- **What is required**:
Copy out the listing below line for line, leaving out the pictures.

## Start Entries

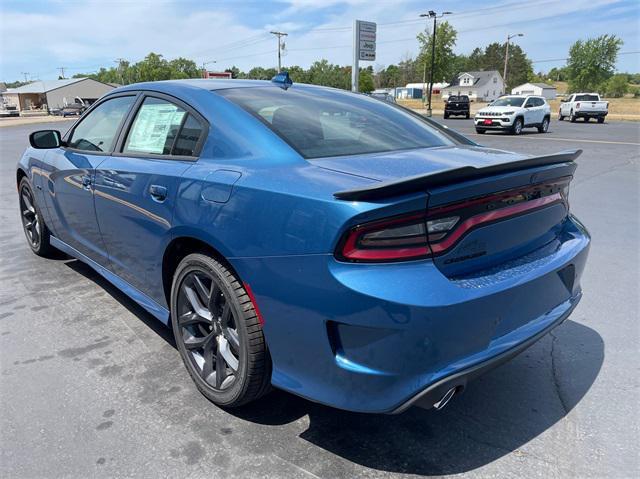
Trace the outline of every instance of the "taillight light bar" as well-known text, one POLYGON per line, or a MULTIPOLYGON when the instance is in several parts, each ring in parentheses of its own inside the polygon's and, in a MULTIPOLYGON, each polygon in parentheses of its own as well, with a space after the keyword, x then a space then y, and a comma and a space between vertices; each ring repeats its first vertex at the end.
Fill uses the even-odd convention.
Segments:
POLYGON ((445 253, 472 229, 563 202, 568 209, 570 178, 465 200, 428 213, 373 221, 350 229, 338 246, 343 261, 389 262, 445 253))

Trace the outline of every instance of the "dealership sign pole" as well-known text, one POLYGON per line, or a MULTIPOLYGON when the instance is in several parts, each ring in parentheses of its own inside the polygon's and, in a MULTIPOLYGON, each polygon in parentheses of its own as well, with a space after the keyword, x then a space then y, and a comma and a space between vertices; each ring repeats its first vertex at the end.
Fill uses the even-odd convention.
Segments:
POLYGON ((358 91, 360 60, 376 59, 376 24, 355 20, 353 22, 353 65, 351 66, 351 91, 358 91))

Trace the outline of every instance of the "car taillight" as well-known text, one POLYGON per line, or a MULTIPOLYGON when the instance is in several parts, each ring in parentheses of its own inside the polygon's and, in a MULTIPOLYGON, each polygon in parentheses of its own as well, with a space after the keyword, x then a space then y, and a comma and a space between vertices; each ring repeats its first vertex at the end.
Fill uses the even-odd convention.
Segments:
POLYGON ((538 184, 373 221, 351 228, 336 257, 354 262, 407 261, 442 254, 470 230, 552 203, 569 209, 569 180, 538 184))

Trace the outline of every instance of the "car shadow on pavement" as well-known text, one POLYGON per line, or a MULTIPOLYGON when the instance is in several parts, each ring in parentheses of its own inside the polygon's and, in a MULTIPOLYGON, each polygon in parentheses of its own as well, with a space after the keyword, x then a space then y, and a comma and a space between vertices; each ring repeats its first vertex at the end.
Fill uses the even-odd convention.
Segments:
MULTIPOLYGON (((282 425, 309 416, 300 437, 346 460, 394 473, 471 471, 506 454, 535 456, 529 441, 552 427, 589 391, 604 360, 593 329, 566 321, 532 348, 470 383, 442 411, 411 408, 396 416, 358 414, 274 391, 229 411, 282 425)), ((551 460, 536 457, 540 461, 551 460)))
MULTIPOLYGON (((91 267, 77 260, 66 265, 104 288, 175 348, 170 328, 91 267)), ((308 416, 308 428, 294 432, 286 443, 299 437, 345 460, 385 472, 460 474, 507 454, 553 461, 548 451, 536 456, 532 452, 536 448, 528 443, 559 421, 571 420, 564 418, 591 388, 604 354, 604 342, 595 330, 567 320, 510 362, 471 382, 442 411, 414 407, 395 416, 360 414, 274 390, 226 412, 250 423, 279 427, 285 436, 298 429, 284 426, 308 416)), ((264 450, 271 447, 265 444, 264 450)))
POLYGON ((107 279, 97 273, 91 266, 79 261, 77 259, 70 258, 69 256, 61 257, 62 260, 69 260, 65 262, 65 265, 74 270, 76 273, 83 275, 90 279, 102 289, 104 289, 111 297, 123 305, 127 310, 142 321, 149 329, 154 331, 158 336, 164 339, 172 347, 176 348, 176 342, 173 338, 173 332, 171 328, 168 328, 151 314, 149 314, 142 306, 129 298, 126 294, 116 288, 107 279))

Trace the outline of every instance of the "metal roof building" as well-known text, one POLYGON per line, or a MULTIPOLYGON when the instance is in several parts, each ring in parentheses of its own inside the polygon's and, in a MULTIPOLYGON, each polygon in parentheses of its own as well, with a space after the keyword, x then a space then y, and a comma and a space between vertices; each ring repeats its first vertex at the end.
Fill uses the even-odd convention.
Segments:
POLYGON ((93 78, 35 81, 2 92, 4 102, 19 111, 62 108, 80 98, 90 105, 114 87, 93 78))

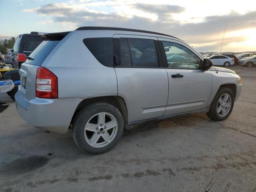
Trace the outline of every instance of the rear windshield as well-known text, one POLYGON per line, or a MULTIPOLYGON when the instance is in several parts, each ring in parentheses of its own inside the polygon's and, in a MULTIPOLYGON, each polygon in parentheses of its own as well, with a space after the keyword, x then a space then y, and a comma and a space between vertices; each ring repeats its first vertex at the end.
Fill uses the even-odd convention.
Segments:
POLYGON ((84 39, 83 42, 100 63, 109 67, 113 66, 113 38, 88 38, 84 39))
POLYGON ((32 52, 39 45, 43 40, 40 36, 29 36, 26 37, 23 51, 32 52))
POLYGON ((43 41, 29 56, 34 60, 27 59, 26 63, 40 66, 60 41, 43 41))

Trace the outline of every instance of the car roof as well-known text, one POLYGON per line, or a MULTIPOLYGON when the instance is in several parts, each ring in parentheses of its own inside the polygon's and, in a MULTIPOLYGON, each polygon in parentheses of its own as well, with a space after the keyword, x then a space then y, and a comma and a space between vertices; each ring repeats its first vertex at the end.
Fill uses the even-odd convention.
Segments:
POLYGON ((158 33, 157 32, 154 32, 153 31, 146 31, 144 30, 140 30, 138 29, 130 29, 128 28, 121 28, 118 27, 89 27, 84 26, 80 27, 76 29, 75 30, 112 30, 115 31, 131 31, 133 32, 139 32, 140 33, 149 33, 154 34, 155 35, 162 35, 163 36, 167 36, 168 37, 172 37, 176 39, 180 39, 171 35, 164 34, 163 33, 158 33))

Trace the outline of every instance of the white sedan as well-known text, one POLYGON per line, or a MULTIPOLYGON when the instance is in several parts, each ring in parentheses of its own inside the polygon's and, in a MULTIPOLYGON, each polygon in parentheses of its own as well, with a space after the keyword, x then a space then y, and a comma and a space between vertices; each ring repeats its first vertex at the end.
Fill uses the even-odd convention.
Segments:
POLYGON ((230 58, 225 55, 214 55, 208 58, 213 62, 214 66, 224 66, 228 67, 234 65, 234 58, 230 58))

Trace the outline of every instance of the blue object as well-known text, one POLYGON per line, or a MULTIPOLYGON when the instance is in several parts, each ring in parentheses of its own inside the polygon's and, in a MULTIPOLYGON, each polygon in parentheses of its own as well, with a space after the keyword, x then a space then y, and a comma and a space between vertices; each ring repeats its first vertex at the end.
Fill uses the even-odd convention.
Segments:
POLYGON ((19 85, 20 84, 20 80, 14 80, 13 81, 13 83, 14 84, 14 85, 19 85))

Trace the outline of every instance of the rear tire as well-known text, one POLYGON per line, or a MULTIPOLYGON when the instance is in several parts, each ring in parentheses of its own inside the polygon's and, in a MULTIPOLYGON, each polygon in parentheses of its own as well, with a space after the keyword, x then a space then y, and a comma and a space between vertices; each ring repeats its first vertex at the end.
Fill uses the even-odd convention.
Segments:
POLYGON ((78 147, 91 154, 103 153, 113 148, 124 131, 124 120, 120 112, 105 103, 86 106, 76 115, 73 138, 78 147))
POLYGON ((214 121, 225 120, 231 113, 234 101, 234 94, 232 91, 226 87, 220 87, 212 102, 206 115, 214 121), (225 100, 226 99, 225 96, 228 96, 227 100, 225 100), (229 107, 227 106, 228 106, 229 107))

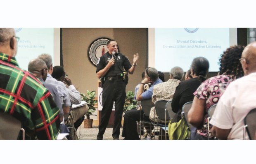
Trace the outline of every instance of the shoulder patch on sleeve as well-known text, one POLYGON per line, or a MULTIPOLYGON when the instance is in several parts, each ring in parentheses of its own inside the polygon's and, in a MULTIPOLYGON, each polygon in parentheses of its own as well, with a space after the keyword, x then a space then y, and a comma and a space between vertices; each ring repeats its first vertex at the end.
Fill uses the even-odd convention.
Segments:
POLYGON ((97 65, 100 62, 100 58, 100 58, 100 59, 99 59, 99 60, 98 60, 98 62, 97 62, 97 65))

## End Entries

- **Complete answer**:
Trace the outline of every instance of the "taillight light bar" as well-known text, one POLYGON per line, or a MULTIPOLYGON when the instance is in several parts, each ring in parentheses of its own inside the polygon's and, in a MULTIPOLYGON, each polygon in parentheses of its own as well, with a space after the keyword, x then a space then y, and a comma and a space between vertices; each ring repeats its first vertex at the end.
Fill uses the even-odd convention.
Segments:
POLYGON ((445 253, 472 229, 563 202, 568 209, 570 178, 465 200, 428 213, 373 221, 350 229, 338 246, 343 261, 389 262, 445 253))

Trace the outline of every instance of the "dealership sign pole" as well-known text, one POLYGON per line, or a MULTIPOLYGON when the instance is in several parts, each ring in parentheses of its own inside the polygon's and, in a MULTIPOLYGON, each polygon in parentheses of its own as well, with a space after the keyword, x then a space then y, and a comma and a space between vertices; each ring repeats its first vertex at the end.
Fill uses the even-odd convention.
Segments:
POLYGON ((358 91, 360 60, 376 59, 376 24, 355 20, 353 22, 353 65, 351 66, 351 91, 358 91))

Trace the outline of every instance of the "car taillight" as well-known text, one POLYGON per line, or a MULTIPOLYGON when the instance is in several parts, each ring in parentheses of its own inside the polygon's and, in a MULTIPOLYGON, each polygon in parentheses of its own as well, with a space after the keyword, x then a space then y, and a comma and a space between vertices; each ring repeats its first vertex at the end.
Fill uses the even-odd convention.
Segments:
POLYGON ((538 184, 373 221, 351 228, 336 257, 354 262, 407 261, 442 254, 470 230, 552 203, 569 209, 569 180, 538 184))

Trace the outline of every instance of the "car shadow on pavement" as well-known text, one POLYGON per line, or a MULTIPOLYGON when the instance is in several parts, each ring in parentheses of its own inside the polygon's and, in a MULTIPOLYGON, each polygon in parentheses of its own as well, with a space after the keyword, x then a space then y, and a comma and a space between vertices; each ring repeats its first vertex at the end.
Fill uses the even-odd convention.
Segments:
MULTIPOLYGON (((282 425, 309 416, 300 437, 346 460, 394 473, 471 471, 506 454, 535 456, 529 441, 552 427, 589 391, 604 360, 593 329, 566 321, 532 348, 470 383, 442 411, 411 408, 396 416, 358 414, 274 391, 229 411, 282 425)), ((551 460, 536 457, 540 461, 551 460)))
MULTIPOLYGON (((91 267, 77 260, 66 265, 104 288, 175 348, 170 328, 91 267)), ((308 416, 308 428, 294 432, 286 443, 299 437, 345 460, 385 472, 460 474, 507 454, 553 461, 548 451, 536 456, 532 452, 536 448, 528 443, 559 421, 571 420, 564 418, 591 388, 604 354, 604 342, 595 330, 567 320, 510 362, 471 382, 442 411, 414 407, 395 416, 360 414, 274 390, 226 412, 250 423, 279 427, 285 436, 298 429, 284 426, 308 416)), ((264 450, 271 447, 265 444, 264 450)))
POLYGON ((107 279, 97 273, 91 266, 79 261, 77 259, 70 258, 69 256, 61 257, 62 260, 69 260, 65 262, 65 265, 74 270, 76 273, 83 275, 90 279, 102 289, 104 289, 111 297, 123 305, 127 310, 142 321, 149 329, 154 331, 158 336, 164 339, 172 347, 176 348, 176 342, 173 338, 173 332, 171 328, 168 328, 151 314, 149 314, 142 306, 129 298, 126 294, 116 288, 107 279))

Trace the outline of every instance of the "metal roof building" as well-known text, one POLYGON per line, or a MULTIPOLYGON when the instance is in several parts, each ring in parentheses of its own inside the polygon's and, in a MULTIPOLYGON, each polygon in parentheses of its own as well, with a space after the keyword, x then a space then y, and a comma and a space between vertices; each ring repeats its first vertex at the end.
Fill uses the even-odd convention.
Segments:
POLYGON ((93 78, 35 81, 2 92, 4 102, 19 111, 62 108, 80 98, 90 105, 114 87, 93 78))

Trace the outline of every instance of the rear windshield as well-known text, one POLYGON per line, or a MULTIPOLYGON when the instance is in several parts, each ring in parentheses of its own inside the polygon's and, in a MULTIPOLYGON, each polygon in parentheses of its own as well, with a space after the keyword, x then a space then y, and a comma and a space between vertices; each ring repeats its first vertex at the end.
Fill uses the even-odd convention.
Segments:
POLYGON ((84 39, 83 42, 100 63, 109 67, 113 66, 113 38, 88 38, 84 39))
POLYGON ((32 52, 39 45, 43 40, 40 36, 29 36, 26 37, 23 51, 32 52))
POLYGON ((43 41, 29 56, 34 60, 27 59, 26 63, 40 66, 60 41, 43 41))

Trace the outline of every instance of the car roof as well-known text, one POLYGON per line, or a MULTIPOLYGON when the instance is in several parts, each ring in parentheses of its own inside the polygon's and, in a MULTIPOLYGON, each polygon in parentheses of its own as well, with a space after the keyword, x then a space then y, and a comma and a space between vertices; each ring repeats its first vertex at the end.
Fill uses the even-odd convention.
Segments:
POLYGON ((158 33, 157 32, 154 32, 153 31, 146 31, 144 30, 140 30, 138 29, 130 29, 128 28, 121 28, 118 27, 89 27, 84 26, 80 27, 76 29, 75 30, 112 30, 115 31, 131 31, 133 32, 139 32, 140 33, 149 33, 154 34, 155 35, 162 35, 163 36, 167 36, 168 37, 172 37, 176 39, 180 39, 171 35, 164 34, 163 33, 158 33))

Trace the outline of every instance of the white sedan as well-known text, one POLYGON per line, or a MULTIPOLYGON when the instance is in several parts, each ring in parentheses of its own inside the polygon's and, in a MULTIPOLYGON, each polygon in parentheses of its own as well, with a space after the keyword, x then a space then y, and a comma and a space between vertices; each ring repeats its first vertex at the end.
Fill uses the even-odd convention.
Segments:
POLYGON ((230 58, 225 55, 214 55, 208 58, 213 62, 214 66, 224 66, 228 67, 234 65, 234 58, 230 58))

Trace the outline of every instance of the blue object as well-known text, one POLYGON per line, or a MULTIPOLYGON when the instance is in several parts, each ring in parentheses of its own inside the polygon's and, in a MULTIPOLYGON, each polygon in parentheses of its own as well, with a space after the keyword, x then a space then y, and a comma and a space between vertices; each ring repeats its first vertex at the end.
Fill uses the even-odd convention.
Segments:
POLYGON ((19 85, 20 84, 20 80, 14 80, 13 81, 13 83, 14 84, 14 85, 19 85))

Trace the outline of every instance of the rear tire as well-known text, one POLYGON per line, or a MULTIPOLYGON when the instance is in several parts, each ring in parentheses of its own inside the polygon's and, in a MULTIPOLYGON, each polygon in parentheses of its own as well, with a space after the keyword, x then a space then y, and a comma and a space between vertices; each ring repeats its first vertex at the end.
Fill uses the even-odd convention.
Segments:
POLYGON ((78 147, 91 154, 103 153, 113 148, 124 131, 124 120, 120 112, 105 103, 86 106, 76 115, 73 138, 78 147))
POLYGON ((214 121, 225 120, 231 113, 234 101, 234 94, 232 91, 226 87, 220 87, 212 102, 206 115, 214 121), (225 100, 226 99, 225 96, 228 96, 227 100, 225 100), (229 107, 227 106, 228 106, 229 107))

Trace the outline of every instance of the shoulder patch on sleeve as well-known text, one POLYGON per line, or a MULTIPOLYGON when the instance is in several parts, each ring in parentheses of its own inside the polygon's and, in a MULTIPOLYGON, each polygon in parentheses of its own as well, with a space after the keyword, x then a space then y, and a comma and a space between vertices; each ring repeats its first vertex at the end.
Fill uses the even-odd convention.
Segments:
POLYGON ((97 65, 100 62, 100 58, 100 58, 100 59, 99 59, 99 60, 98 60, 98 62, 97 62, 97 65))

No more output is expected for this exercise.